Referring expression data:
──────────

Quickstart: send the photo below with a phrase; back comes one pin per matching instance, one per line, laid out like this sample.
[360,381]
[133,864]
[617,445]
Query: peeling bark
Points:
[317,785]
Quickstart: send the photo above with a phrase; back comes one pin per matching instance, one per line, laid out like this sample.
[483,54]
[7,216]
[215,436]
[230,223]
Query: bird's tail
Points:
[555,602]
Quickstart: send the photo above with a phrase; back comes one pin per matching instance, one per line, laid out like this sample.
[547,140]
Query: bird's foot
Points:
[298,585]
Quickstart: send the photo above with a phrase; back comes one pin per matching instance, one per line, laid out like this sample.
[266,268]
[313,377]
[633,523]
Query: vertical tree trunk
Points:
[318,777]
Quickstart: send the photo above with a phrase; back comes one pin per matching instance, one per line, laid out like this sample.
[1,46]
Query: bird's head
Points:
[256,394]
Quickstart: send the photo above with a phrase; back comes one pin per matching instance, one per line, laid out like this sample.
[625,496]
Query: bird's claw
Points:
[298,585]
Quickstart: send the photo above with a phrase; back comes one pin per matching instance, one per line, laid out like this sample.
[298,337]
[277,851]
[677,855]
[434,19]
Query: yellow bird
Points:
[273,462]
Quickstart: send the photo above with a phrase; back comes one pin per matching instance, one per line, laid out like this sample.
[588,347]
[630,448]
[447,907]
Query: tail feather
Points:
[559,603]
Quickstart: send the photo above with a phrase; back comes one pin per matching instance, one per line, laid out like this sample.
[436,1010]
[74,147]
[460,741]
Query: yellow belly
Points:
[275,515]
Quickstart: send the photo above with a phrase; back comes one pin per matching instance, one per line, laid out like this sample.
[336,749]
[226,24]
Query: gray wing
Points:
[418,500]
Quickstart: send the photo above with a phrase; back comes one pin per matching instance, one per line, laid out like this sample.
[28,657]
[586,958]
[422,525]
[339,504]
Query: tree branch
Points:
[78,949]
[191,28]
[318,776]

──────────

** EXERCISE BRIEF **
Please show, exactly as written, every line above that contains the word "bird".

** SOLUTION FOR THIS PROBLEM **
Query: bird's tail
Query: bird's foot
Query: bird's head
Query: bird's claw
Query: yellow bird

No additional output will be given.